GIVEN REQUEST
Copy out each line of the material below with no changes.
____ PROVIDED ENTRIES
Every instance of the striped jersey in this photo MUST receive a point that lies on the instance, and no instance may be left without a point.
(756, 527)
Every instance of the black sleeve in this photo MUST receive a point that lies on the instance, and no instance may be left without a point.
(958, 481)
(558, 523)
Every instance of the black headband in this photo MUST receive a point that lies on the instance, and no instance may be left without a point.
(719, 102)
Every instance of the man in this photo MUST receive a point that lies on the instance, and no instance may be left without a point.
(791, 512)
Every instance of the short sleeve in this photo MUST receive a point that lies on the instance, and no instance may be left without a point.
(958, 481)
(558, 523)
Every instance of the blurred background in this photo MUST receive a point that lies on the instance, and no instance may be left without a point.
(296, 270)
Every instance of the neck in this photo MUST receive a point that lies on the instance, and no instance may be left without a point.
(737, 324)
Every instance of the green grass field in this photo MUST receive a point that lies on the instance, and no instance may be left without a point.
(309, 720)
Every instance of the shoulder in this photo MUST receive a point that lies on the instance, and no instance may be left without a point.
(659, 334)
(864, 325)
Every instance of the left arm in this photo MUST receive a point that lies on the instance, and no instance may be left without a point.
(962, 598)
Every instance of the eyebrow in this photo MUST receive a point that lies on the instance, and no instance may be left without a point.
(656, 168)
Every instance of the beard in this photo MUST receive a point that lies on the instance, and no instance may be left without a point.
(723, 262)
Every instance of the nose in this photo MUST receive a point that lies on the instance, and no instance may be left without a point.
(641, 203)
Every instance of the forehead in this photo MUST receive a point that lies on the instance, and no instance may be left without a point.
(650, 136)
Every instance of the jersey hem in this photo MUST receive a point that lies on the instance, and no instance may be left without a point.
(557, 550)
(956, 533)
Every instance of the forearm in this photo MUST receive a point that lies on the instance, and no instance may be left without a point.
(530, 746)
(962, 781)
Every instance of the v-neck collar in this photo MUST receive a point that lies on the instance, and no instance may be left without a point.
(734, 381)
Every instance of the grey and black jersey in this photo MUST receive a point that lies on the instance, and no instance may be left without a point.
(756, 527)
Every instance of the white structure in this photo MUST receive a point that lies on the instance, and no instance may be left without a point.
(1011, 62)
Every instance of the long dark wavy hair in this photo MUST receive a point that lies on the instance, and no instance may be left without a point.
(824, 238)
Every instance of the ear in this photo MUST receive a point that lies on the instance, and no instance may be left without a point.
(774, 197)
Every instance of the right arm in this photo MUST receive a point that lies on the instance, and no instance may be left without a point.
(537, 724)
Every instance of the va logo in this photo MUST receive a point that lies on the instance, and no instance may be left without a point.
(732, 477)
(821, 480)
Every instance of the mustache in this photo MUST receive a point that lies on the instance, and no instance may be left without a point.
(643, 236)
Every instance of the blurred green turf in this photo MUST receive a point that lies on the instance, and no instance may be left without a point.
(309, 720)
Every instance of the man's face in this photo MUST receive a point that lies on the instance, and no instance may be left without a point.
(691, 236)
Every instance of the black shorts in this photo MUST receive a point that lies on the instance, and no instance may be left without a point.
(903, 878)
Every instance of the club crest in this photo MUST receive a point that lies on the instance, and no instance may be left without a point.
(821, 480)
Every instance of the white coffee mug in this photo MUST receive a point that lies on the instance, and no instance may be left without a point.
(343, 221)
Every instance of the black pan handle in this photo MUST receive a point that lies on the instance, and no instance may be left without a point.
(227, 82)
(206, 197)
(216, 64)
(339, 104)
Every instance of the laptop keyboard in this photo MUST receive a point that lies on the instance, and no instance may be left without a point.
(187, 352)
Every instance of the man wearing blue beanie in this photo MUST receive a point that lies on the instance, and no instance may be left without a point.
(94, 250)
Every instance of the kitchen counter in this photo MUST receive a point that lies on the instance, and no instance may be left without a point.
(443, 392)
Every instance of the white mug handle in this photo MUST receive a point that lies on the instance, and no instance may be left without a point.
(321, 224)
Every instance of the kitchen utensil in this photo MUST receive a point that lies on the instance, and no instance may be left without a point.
________
SOLUTION TO THIS TASK
Every instance of the striped jersey in this photo MUST receive a point that lies on the instance, and no instance may be left without a point.
(756, 527)
Every instance of the black sleeve in this photo MUST receive a point that lies on the instance, and no instance may be left without a point.
(958, 481)
(558, 523)
Every instance of the black headband in this photo MUST receive a point that lies on the instance, and no instance may be left without a point.
(719, 102)
Every instance of the man in this photo MUST receive a point that lies on the instance, and no instance may be left without a point.
(791, 512)
Every instance of the short sleeve in this photo MUST receive a point that lies on the instance, and no instance may be left without a point.
(958, 481)
(558, 523)
Every instance of the blurred background in this photo MUST receive a point that lies on the instance, and no instance may be left without a point.
(296, 270)
Every instance of the neck in this photo MUST receive a point that lies on the instance, and no instance may be left without a point.
(737, 324)
Every instance of the green grass field in this photo MUST receive a point that lies on the instance, and no instance may be left without a point.
(309, 720)
Every instance of the shoulder in this photo MUST receive a point that lies on the instance, and no instance may be left without a point.
(659, 334)
(864, 325)
Every instance of the left arm in this photo MUST receive a point that lies on the instance, and no instance may be left without a point.
(962, 598)
Every instance of the eyebrow in this photo MUST receive a point that lies on the instance, and no instance may be left without a point.
(656, 168)
Every instance of the beard in this photo MUST receive a point that lies on the instance, and no instance may be left without a point.
(723, 262)
Every instance of the nose in this photo MUST receive a point that lies on the instance, and no instance may be left without a point.
(641, 203)
Every instance of the forehead in this photo MUST receive a point that lies on the instance, and no instance may be left without a point.
(650, 136)
Every instance of the jersey hem in this photo MUST receive a point that lies on the instance, and no instance may be left without a point.
(557, 550)
(956, 533)
Every instance of the forearm in this photo MUST receive a point that lies on the instance, and no instance may be left without a point.
(530, 746)
(962, 781)
Every instance of the v-neck collar in this photo MUST receive a point that lies on the instance, and no instance may be left without a point.
(734, 381)
Every instance of the grey and black jersey in this photo MUST receive a point that lies on the instance, and no instance may be left without a point.
(756, 527)
Every instance of the white structure in this photo MUST receive a point that lies on the instance, and no instance may be left without a point.
(1011, 62)
Every instance of the long dark wavy hair in this photo MUST receive a point that lies on the instance, and no instance may be left without a point.
(824, 238)
Every instance of the ear in this photo MUST receive a point that lies on the instance, and no instance may be left without a point.
(774, 197)
Every instance of the right arm in this photo MUST receive a point that lies on the instance, and no instance may be left without a point.
(537, 724)
Every instance of the va logo in this photo MUST receive a point that lies on the instance, and no instance may be left without a point.
(732, 477)
(821, 480)
Every instance of the mustache in this photo MUST receive a point that lies on the instance, and no instance may be left without a point.
(643, 236)
Every instance of the blurred green turf in this photo MUST receive a point that lies on the instance, and no instance may be left without a point.
(309, 720)
Every instance of the man's face in this photo MUST receive a point that lies on the instance, and no instance may be left without a point.
(691, 236)
Every instance of the black shorts in this photo MUST receive a point that lies on the instance, and no instance may be left without a point.
(903, 878)
Every instance of the club crest in this photo MUST receive a point that lies on the instance, and no instance may be left without a point.
(821, 480)
Every instance of the white coffee mug in this photo MUST receive a point that lies on the instance, and no instance may be left without a point.
(343, 221)
Every instance of the black pan handle in this photo MUST receive a point that lies on the instance, and no instance may be left without a point.
(227, 82)
(206, 197)
(216, 64)
(339, 104)
Every instance of the laptop keyboard in this photo MUST receive a point that lies on the instance, and no instance may be left without a point.
(187, 352)
Every instance of the man wearing blue beanie in this photo MUST receive a point that lies on the instance, and no instance may be left without a point.
(94, 250)
Every instance of the kitchen counter in this photo MUST receive a point that lies on the instance, and no instance may be left without a point.
(443, 392)
Every instance of the white mug handle in this photo MUST receive a point that lies on the instance, and no instance may be left without a point.
(321, 224)
Every instance of the kitchen utensil in this photo MUST receive a point that lies on the instance, and no instance may be left without a point.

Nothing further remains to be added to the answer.